* Stored records:

▽

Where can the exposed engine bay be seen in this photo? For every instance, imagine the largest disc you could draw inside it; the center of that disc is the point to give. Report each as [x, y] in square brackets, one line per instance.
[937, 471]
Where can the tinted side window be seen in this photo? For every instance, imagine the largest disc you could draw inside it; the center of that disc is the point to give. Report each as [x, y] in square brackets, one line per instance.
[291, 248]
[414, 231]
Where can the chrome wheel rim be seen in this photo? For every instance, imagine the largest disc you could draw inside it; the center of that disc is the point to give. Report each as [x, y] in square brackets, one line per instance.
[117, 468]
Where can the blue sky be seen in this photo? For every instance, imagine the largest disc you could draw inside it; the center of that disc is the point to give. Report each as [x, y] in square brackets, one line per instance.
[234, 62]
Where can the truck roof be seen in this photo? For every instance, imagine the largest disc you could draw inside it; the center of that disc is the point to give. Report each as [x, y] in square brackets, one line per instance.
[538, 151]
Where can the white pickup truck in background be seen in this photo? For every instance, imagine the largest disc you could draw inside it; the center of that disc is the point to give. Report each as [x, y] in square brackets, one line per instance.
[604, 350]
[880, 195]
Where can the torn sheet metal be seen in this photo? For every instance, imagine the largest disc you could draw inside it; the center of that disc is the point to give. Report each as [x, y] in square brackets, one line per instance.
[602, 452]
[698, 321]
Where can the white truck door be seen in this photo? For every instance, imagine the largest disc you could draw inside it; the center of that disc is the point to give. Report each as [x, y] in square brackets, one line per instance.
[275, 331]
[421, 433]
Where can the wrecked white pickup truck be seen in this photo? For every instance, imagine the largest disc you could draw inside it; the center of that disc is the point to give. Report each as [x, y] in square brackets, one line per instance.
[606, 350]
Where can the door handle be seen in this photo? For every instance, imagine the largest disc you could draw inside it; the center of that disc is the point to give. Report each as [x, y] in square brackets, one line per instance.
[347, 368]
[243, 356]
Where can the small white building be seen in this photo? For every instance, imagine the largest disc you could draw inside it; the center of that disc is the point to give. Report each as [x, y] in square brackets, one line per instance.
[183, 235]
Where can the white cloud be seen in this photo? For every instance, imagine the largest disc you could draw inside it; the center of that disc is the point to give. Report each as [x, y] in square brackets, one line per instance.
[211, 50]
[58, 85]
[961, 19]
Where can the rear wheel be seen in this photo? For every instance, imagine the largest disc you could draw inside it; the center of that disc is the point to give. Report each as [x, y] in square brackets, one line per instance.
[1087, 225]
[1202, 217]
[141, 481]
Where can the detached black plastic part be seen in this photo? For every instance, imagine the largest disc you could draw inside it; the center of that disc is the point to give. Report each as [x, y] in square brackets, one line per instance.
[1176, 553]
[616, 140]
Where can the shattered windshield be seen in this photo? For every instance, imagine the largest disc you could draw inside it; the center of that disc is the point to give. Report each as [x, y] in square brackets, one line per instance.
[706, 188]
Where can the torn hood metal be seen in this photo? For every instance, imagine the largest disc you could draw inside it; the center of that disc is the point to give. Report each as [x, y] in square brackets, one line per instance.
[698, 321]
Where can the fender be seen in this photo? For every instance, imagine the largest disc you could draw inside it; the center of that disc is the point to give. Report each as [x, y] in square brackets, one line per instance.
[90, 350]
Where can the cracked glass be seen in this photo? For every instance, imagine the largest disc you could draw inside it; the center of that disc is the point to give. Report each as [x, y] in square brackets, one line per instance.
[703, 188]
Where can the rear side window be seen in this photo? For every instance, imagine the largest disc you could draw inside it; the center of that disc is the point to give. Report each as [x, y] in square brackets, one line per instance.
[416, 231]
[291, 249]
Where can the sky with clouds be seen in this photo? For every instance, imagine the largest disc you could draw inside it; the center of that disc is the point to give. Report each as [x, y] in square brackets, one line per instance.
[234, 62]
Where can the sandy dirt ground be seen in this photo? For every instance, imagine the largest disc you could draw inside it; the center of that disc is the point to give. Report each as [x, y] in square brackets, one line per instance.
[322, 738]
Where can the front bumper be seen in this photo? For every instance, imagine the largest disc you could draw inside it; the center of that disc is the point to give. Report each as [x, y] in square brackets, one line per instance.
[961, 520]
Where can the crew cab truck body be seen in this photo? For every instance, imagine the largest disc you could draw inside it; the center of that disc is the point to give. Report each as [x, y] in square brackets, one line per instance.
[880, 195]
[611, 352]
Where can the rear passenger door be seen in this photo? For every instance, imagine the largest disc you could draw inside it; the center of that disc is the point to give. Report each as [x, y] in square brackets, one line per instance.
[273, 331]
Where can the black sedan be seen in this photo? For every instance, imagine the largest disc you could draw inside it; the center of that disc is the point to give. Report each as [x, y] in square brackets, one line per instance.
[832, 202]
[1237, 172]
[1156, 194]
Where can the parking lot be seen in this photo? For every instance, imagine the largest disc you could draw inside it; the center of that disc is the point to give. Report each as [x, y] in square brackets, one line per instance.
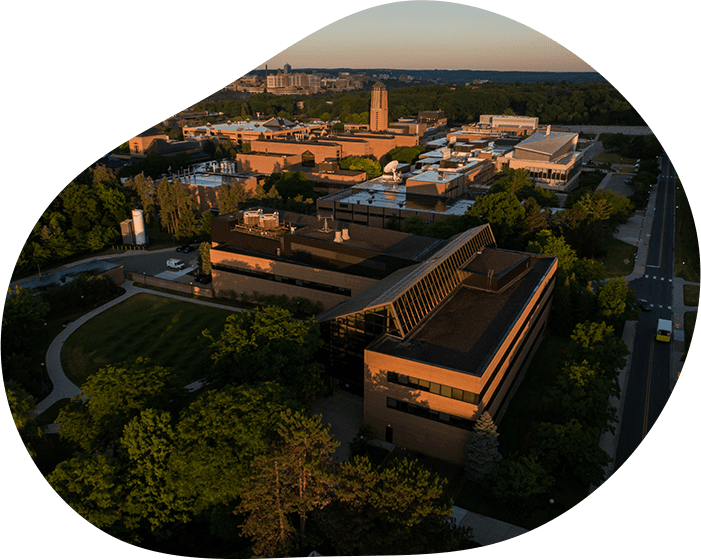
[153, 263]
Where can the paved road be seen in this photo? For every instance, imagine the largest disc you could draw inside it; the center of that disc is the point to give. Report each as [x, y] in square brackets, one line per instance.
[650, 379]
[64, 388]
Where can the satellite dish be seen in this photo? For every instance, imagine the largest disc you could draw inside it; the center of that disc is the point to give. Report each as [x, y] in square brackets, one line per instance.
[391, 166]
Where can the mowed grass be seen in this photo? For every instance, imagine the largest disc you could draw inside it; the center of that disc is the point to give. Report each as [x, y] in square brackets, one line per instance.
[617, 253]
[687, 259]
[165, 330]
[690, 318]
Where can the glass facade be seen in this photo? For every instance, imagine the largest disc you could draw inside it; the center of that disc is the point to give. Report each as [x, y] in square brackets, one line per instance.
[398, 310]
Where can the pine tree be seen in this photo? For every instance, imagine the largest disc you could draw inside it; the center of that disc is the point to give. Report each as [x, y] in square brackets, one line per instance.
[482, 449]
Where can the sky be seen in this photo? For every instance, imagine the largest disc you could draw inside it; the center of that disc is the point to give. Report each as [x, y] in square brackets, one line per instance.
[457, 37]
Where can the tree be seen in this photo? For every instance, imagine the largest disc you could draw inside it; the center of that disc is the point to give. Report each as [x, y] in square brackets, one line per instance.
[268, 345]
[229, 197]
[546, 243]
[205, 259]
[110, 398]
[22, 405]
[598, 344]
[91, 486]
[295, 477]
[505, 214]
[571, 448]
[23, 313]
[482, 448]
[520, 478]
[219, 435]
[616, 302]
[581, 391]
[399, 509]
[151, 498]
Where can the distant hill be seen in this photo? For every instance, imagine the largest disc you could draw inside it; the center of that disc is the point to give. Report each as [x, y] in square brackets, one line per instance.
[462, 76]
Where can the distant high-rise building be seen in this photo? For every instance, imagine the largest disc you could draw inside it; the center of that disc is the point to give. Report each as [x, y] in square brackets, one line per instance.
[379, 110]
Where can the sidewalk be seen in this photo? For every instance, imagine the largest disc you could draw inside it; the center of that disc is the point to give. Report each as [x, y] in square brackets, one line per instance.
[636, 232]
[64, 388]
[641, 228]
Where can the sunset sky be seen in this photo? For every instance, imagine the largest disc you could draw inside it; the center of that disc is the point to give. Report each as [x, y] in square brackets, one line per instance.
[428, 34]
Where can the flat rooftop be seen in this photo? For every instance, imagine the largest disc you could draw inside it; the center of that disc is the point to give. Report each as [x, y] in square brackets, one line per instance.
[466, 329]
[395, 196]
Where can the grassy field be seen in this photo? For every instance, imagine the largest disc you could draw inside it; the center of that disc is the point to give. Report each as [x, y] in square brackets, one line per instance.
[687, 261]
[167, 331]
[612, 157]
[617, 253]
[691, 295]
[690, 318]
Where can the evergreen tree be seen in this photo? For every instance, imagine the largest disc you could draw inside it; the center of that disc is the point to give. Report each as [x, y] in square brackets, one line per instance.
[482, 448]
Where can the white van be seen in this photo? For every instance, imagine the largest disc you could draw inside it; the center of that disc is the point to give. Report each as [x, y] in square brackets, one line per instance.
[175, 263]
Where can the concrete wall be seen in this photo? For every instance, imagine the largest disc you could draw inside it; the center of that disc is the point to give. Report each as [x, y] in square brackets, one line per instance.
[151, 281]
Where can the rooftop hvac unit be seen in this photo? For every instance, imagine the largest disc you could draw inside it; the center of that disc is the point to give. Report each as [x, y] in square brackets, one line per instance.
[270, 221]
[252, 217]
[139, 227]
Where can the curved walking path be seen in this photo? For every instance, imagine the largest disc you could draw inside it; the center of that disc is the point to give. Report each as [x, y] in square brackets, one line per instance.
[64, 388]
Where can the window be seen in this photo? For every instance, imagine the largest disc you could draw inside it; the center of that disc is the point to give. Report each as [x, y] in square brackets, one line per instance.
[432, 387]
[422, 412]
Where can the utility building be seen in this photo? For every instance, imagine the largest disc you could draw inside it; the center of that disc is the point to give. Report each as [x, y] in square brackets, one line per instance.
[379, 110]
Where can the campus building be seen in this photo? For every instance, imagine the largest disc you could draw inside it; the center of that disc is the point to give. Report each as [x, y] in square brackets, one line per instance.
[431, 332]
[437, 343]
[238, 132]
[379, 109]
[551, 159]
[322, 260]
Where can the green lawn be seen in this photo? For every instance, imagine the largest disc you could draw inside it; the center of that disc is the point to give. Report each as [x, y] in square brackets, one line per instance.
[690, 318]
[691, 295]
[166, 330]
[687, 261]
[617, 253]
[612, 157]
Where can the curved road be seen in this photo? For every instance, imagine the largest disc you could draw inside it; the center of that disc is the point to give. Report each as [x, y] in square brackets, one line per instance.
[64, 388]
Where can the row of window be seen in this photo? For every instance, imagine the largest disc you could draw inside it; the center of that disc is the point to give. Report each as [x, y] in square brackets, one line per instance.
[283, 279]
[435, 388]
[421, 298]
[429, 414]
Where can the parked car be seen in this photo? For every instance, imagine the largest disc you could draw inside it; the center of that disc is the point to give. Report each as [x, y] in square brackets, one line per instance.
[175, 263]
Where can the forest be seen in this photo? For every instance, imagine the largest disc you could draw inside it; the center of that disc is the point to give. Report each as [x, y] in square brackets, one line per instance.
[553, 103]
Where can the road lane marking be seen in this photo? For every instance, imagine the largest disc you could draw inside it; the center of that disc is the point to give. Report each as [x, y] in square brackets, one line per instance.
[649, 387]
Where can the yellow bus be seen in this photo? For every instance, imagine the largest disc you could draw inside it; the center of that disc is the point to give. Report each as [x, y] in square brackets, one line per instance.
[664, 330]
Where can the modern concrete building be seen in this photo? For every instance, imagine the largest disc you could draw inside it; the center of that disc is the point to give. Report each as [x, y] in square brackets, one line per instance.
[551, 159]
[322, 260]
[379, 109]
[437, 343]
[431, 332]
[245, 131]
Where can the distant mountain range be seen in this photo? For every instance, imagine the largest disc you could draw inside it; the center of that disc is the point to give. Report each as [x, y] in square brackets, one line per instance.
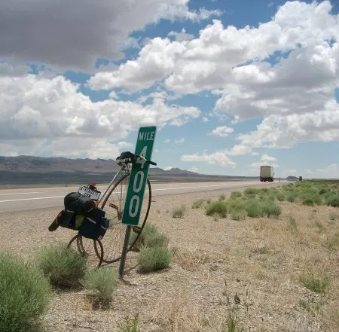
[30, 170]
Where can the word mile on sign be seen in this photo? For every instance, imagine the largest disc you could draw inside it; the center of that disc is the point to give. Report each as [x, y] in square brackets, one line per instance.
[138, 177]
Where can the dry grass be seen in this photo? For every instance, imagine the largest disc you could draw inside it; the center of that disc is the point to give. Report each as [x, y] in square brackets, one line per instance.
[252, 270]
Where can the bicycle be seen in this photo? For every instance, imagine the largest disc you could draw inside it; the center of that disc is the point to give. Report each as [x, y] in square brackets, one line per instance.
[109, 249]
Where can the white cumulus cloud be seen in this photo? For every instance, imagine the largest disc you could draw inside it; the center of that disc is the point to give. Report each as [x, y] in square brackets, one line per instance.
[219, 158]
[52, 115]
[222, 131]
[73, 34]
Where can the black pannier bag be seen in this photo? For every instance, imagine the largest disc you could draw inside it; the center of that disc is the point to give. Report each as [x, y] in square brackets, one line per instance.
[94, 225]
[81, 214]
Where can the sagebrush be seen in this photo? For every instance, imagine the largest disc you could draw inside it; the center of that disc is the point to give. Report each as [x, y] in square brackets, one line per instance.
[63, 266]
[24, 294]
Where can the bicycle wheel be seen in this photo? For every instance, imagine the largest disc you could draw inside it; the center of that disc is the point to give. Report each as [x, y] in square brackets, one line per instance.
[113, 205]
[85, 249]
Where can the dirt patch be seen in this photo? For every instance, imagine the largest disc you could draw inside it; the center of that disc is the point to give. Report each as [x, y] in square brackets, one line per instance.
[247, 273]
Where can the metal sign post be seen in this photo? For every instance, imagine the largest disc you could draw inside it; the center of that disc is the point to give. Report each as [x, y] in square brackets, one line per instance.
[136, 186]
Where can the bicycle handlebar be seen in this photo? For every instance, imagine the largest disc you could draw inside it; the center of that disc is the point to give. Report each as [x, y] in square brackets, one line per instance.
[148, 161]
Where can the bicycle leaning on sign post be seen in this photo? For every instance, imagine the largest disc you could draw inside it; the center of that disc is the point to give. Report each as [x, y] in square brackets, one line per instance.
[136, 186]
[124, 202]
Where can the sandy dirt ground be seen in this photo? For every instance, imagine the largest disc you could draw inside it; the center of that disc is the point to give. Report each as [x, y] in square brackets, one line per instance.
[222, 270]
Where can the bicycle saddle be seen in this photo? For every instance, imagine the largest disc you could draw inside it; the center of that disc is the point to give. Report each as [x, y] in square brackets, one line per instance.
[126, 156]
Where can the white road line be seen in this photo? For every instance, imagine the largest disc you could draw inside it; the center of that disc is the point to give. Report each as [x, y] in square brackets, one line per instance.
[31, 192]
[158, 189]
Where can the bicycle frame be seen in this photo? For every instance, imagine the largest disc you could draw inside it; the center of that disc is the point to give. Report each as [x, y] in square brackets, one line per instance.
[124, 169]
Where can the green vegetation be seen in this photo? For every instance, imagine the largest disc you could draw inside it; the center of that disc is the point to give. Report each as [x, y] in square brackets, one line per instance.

△

* Given exercise: Starting at the line with "Where can the bicycle frame", copy every line up to and including the last one in the entries above.

* Output for this task:
Where can the bicycle frame be seen in this photo? For every instance, imagine the largest disc you could draw inside it; the center of that disc is the point to give. Report each as [x, y] in square brackets, one line per instance.
[124, 169]
Where can the green vegetation be seen in this photo? For every instance, imagine the largest disc you could draw inside it; the center of that disc is the point to give. Report each as [x, y] in square brackets, one line per instance.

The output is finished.